_Stated problem_
Please turn the material below into a Markdown table with the columns Row and Line, starting with the line that contains "Objective — one point per instance of the white" and going on through the end of the material. Skip blank lines, and number each row.

(Collected data entries)
-.-.-
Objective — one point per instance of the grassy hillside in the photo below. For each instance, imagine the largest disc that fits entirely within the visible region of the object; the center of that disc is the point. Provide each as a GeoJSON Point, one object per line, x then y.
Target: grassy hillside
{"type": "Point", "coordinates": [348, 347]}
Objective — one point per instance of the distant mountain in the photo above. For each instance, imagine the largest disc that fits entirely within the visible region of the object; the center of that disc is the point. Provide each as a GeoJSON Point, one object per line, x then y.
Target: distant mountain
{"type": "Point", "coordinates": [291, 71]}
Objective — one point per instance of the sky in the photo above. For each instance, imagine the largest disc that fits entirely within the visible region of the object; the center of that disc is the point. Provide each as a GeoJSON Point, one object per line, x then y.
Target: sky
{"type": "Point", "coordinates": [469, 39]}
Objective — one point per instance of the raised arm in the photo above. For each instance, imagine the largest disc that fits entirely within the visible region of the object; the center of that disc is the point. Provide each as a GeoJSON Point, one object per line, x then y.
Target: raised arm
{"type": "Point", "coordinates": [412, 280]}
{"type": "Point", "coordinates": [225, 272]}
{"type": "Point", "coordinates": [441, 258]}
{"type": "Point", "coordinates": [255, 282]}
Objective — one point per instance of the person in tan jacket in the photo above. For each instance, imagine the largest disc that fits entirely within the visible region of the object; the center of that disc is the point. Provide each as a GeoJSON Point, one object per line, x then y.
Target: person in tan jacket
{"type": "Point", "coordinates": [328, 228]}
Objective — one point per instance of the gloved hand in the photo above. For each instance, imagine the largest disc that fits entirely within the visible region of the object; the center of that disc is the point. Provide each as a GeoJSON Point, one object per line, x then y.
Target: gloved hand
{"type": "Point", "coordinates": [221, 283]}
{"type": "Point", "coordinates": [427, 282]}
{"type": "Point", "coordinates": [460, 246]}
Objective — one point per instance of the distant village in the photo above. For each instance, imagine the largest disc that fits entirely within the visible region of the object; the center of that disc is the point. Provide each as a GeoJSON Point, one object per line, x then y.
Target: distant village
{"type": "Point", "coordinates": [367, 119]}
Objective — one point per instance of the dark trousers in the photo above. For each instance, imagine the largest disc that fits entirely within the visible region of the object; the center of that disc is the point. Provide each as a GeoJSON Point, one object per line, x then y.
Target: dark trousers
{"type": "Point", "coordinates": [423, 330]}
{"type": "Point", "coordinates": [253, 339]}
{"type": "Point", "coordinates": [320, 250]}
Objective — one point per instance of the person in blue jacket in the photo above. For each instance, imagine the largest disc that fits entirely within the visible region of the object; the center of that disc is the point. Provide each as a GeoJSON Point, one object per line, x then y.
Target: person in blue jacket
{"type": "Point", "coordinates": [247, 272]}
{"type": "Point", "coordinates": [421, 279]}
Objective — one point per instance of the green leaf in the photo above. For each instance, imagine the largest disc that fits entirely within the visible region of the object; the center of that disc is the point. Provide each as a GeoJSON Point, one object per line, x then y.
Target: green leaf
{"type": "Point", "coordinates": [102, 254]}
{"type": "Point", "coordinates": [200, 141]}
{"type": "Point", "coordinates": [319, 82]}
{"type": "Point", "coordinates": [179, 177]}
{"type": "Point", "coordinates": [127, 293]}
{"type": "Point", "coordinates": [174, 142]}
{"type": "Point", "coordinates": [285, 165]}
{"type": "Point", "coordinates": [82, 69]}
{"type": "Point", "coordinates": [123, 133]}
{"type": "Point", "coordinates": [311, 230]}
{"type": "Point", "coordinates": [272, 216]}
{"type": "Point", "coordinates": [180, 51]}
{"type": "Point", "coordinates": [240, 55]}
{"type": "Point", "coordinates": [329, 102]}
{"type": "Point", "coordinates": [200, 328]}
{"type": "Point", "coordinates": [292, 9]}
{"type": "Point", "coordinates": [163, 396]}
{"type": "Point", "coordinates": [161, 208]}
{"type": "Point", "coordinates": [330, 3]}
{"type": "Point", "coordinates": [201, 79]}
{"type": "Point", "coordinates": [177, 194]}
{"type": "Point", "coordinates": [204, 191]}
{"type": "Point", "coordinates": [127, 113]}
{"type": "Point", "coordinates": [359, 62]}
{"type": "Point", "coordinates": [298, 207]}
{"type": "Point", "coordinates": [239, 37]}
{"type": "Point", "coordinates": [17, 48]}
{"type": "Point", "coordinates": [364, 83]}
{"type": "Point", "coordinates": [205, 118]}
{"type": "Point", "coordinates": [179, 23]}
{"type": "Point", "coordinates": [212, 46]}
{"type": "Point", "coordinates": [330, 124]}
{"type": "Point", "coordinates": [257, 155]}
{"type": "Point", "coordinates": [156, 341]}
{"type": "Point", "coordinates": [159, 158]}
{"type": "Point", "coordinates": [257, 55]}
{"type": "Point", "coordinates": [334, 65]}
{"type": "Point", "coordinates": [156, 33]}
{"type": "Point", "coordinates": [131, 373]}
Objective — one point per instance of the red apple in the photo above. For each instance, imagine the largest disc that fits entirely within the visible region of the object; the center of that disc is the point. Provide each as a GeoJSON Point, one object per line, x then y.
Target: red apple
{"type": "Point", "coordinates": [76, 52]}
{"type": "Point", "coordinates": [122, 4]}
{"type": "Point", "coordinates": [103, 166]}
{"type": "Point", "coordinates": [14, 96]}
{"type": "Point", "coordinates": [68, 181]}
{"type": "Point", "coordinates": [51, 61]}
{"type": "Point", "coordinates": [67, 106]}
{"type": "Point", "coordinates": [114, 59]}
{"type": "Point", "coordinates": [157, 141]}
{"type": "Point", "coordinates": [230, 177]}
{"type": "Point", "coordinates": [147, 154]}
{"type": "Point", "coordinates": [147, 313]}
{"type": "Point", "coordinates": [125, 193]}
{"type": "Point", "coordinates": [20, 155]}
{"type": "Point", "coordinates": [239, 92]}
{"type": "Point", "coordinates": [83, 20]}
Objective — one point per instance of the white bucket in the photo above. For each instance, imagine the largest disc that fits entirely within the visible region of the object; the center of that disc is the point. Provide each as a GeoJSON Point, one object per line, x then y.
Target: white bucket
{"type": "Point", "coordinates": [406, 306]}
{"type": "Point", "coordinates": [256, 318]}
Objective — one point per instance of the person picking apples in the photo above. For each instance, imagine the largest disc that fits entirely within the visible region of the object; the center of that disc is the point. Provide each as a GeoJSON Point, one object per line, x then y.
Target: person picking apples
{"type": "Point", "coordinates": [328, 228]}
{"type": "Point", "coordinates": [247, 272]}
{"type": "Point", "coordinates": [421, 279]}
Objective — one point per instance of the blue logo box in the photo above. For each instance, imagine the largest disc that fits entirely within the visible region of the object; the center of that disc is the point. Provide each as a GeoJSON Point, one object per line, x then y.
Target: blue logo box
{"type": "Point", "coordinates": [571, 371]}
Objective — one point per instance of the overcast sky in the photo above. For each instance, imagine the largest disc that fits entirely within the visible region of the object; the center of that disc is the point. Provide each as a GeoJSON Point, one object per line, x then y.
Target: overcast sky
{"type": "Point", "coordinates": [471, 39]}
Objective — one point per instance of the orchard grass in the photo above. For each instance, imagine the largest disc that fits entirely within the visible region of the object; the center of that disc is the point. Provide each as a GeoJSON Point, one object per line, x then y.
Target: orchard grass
-.-.-
_Response to this task_
| Row | Line |
|---|---|
| 1 | Objective — one point per instance of the white bucket in the photo above. For each instance, imagine the largest disc that fits entirely within the visible region of the object; the center of that disc is the point. Provide each as a GeoJSON Point, one object per line, x then y. |
| 2 | Target: white bucket |
| 3 | {"type": "Point", "coordinates": [406, 306]} |
| 4 | {"type": "Point", "coordinates": [256, 318]} |
| 5 | Objective — one point per instance of the person picking apples in the photo above. For each instance, imagine the largest disc that fits entirely within the visible region of the object; the center of that disc is the point. Provide each as a GeoJSON Point, one object per line, x then y. |
| 6 | Target: person picking apples |
| 7 | {"type": "Point", "coordinates": [328, 228]} |
| 8 | {"type": "Point", "coordinates": [247, 272]} |
| 9 | {"type": "Point", "coordinates": [421, 279]} |
| 10 | Objective — one point per instance of the blue logo box in the photo above. For each instance, imagine the largest disc that fits entirely within the visible region of the object; the center of that disc is the point. Provide each as a GeoJSON Point, one object per line, x then y. |
| 11 | Target: blue logo box |
| 12 | {"type": "Point", "coordinates": [571, 371]} |
| 13 | Objective — one point per instance of the overcast sky in the photo above. For each instance, imagine the largest disc that fits entirely within the visible region of the object; the center of that disc is the point. Provide each as a GeoJSON Point, one object per line, x then y. |
| 14 | Target: overcast sky |
| 15 | {"type": "Point", "coordinates": [471, 39]} |
| 16 | Objective — one point per instance of the orchard grass in the photo above. For each instance, imagine the largest disc that fits entirely within the visible region of the object; the center of that disc is the point. Provide each as a GeoJSON Point, one object per line, x then y. |
| 17 | Target: orchard grass |